__EXERCISE AIM__:
Convert every line of the records into a Markdown table with the columns "Row" and "Line", one row per line, numbered in order and skipping blank lines. Exclude the pictures from the table.

* Start GIVEN INFORMATION *

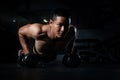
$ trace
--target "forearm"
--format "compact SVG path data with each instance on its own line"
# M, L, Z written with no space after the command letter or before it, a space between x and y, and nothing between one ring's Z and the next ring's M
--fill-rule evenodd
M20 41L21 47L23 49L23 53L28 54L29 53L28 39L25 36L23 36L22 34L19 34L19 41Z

* End GIVEN INFORMATION *

__EXERCISE SOLUTION__:
| Row | Line |
|---|---|
| 1 | $ trace |
| 2 | --target "forearm" |
| 3 | --format "compact SVG path data with each instance on its own line" |
| 4 | # M, L, Z written with no space after the command letter or before it, a space between x and y, and nothing between one ring's Z and the next ring's M |
| 5 | --fill-rule evenodd |
| 6 | M20 41L21 47L23 49L23 53L28 54L29 53L28 39L25 36L23 36L22 34L19 34L19 41Z |